Dataset items
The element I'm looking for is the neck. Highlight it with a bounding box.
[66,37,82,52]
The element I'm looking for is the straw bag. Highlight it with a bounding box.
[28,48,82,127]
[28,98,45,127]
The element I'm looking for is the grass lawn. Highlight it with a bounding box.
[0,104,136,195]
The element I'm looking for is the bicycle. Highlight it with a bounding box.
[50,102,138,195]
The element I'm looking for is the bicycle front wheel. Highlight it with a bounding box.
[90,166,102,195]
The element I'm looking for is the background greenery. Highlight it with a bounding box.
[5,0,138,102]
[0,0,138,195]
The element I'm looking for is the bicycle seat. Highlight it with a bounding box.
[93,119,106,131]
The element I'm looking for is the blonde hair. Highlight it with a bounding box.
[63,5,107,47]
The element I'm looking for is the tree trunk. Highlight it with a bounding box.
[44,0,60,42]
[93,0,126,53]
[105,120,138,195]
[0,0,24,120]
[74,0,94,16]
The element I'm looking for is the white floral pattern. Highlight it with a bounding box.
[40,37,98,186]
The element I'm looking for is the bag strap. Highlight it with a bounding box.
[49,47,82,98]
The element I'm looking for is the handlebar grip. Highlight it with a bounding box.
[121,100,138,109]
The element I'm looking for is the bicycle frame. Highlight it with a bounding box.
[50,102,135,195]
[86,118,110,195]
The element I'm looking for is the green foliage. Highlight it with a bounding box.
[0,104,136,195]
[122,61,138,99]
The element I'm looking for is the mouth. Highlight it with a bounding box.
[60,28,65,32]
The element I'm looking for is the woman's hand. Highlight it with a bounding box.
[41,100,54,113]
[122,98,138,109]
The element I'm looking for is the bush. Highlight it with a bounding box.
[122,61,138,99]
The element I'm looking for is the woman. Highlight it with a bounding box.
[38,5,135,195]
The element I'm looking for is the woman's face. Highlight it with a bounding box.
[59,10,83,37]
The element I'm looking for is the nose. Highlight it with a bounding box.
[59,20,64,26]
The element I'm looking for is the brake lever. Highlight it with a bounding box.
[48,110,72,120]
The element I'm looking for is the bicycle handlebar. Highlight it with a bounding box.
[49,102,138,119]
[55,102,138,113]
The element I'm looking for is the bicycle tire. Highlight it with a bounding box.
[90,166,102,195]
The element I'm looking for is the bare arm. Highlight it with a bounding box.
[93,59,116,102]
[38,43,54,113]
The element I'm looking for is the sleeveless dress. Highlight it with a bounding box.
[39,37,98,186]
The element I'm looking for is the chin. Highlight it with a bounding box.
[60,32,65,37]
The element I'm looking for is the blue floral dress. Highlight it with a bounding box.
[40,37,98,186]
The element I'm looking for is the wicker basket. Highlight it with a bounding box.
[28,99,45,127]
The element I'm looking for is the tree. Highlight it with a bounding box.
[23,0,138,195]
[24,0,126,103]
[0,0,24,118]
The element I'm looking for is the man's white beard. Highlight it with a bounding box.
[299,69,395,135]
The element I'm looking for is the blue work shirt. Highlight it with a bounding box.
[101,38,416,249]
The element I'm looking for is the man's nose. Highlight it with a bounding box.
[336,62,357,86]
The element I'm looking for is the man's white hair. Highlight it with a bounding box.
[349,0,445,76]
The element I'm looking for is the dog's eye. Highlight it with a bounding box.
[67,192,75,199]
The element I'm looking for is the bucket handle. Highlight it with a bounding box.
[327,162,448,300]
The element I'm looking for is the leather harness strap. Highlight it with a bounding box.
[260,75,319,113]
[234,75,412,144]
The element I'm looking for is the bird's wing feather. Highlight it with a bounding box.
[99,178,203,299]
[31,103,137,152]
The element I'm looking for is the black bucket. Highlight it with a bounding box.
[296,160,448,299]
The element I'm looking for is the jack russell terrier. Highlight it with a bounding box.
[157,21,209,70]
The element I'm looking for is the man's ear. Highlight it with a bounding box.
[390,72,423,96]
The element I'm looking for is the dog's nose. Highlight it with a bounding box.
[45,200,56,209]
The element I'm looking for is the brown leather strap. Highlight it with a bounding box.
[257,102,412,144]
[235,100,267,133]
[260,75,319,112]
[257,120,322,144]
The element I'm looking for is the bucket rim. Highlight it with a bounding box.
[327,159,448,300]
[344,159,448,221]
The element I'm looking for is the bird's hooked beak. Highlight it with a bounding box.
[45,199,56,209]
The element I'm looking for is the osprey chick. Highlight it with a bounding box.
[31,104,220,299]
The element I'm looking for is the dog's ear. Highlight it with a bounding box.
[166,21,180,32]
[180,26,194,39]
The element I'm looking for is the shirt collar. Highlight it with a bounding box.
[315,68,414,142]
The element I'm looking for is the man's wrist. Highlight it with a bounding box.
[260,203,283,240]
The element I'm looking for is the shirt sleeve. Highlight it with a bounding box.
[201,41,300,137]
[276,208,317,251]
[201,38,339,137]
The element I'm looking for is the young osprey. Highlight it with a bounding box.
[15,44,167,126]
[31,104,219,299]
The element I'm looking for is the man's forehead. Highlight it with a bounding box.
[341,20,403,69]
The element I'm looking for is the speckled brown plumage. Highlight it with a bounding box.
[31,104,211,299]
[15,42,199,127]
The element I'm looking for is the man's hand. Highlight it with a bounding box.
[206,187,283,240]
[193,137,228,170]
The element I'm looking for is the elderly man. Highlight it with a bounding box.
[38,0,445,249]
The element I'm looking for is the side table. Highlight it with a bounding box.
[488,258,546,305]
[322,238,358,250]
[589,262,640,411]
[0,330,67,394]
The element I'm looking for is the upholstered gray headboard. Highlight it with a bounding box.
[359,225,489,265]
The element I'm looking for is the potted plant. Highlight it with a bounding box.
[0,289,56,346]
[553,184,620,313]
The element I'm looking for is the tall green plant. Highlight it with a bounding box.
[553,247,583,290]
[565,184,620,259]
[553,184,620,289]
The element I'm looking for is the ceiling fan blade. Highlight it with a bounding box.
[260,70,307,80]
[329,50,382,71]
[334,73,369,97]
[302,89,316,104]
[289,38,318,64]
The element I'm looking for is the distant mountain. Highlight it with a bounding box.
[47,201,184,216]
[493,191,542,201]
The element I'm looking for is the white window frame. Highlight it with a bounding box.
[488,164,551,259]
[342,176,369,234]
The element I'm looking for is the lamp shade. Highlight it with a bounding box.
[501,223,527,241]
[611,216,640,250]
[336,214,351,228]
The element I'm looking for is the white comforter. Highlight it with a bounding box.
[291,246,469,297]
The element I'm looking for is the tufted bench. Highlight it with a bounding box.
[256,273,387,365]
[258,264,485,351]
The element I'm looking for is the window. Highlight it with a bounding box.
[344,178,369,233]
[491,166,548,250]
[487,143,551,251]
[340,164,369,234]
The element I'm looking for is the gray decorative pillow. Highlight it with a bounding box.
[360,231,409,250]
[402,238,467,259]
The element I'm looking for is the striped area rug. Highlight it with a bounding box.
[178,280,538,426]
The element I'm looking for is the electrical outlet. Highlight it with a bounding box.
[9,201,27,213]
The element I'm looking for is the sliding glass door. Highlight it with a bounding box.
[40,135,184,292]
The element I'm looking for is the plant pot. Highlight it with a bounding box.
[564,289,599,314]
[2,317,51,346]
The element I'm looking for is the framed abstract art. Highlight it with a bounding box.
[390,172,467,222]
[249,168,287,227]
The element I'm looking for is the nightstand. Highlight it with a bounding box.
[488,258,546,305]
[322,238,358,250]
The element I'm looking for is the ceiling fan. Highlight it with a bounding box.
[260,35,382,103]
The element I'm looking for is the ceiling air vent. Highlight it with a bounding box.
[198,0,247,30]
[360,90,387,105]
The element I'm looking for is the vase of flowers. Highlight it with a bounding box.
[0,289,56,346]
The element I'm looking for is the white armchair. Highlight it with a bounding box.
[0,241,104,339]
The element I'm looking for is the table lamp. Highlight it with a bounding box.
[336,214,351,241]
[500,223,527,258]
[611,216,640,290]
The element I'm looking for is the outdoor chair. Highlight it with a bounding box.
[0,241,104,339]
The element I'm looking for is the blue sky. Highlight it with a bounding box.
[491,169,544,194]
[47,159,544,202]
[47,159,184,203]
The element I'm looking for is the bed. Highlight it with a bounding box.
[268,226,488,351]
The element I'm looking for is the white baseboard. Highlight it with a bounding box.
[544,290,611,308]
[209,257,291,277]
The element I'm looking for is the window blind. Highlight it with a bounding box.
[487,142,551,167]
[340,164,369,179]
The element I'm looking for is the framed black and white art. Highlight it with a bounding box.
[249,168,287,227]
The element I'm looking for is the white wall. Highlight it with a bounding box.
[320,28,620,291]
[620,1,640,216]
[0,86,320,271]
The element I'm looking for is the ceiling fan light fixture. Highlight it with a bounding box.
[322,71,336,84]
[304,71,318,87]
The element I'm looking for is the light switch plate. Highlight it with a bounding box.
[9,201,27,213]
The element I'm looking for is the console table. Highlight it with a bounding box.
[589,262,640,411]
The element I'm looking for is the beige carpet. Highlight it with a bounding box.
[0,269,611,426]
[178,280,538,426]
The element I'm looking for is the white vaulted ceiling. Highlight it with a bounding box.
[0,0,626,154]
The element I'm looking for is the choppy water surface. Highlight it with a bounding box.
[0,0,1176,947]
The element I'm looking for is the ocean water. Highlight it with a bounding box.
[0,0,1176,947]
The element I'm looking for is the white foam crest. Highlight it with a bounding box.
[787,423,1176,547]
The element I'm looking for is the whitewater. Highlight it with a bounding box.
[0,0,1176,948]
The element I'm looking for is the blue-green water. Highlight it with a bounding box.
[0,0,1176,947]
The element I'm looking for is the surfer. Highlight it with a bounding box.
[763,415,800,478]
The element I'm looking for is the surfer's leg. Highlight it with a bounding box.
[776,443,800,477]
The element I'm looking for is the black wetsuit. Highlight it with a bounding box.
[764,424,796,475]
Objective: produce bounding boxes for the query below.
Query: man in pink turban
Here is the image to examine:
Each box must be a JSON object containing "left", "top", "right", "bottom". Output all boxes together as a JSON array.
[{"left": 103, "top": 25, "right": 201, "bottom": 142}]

> [Task description]
Copy the listing line for line, starting at its first line and ending at the line that contains "[63,5,107,47]", with both of those lines included.

> [Response to this exercise]
The element I'm looking for is the neck. Highlight it with a bounding box.
[66,37,82,52]
The element I'm looking for is the straw bag. Highlight it with a bounding box.
[28,48,82,127]
[28,98,45,127]
The element I'm looking for is the grass lawn. Highlight it with a bounding box.
[0,104,136,195]
The element I'm looking for is the bicycle. Highlight it with a bounding box.
[50,102,138,195]
The element I'm looking for is the bicycle front wheel. Highlight it with a bounding box.
[90,166,102,195]
The element I'm looking for is the background greenery. Highlight it with a bounding box.
[5,0,138,102]
[0,0,138,195]
The element I'm looking for is the bicycle seat. Highlight it with a bounding box.
[93,119,106,131]
The element I'm looking for is the blonde hair. Highlight it with a bounding box.
[63,5,107,47]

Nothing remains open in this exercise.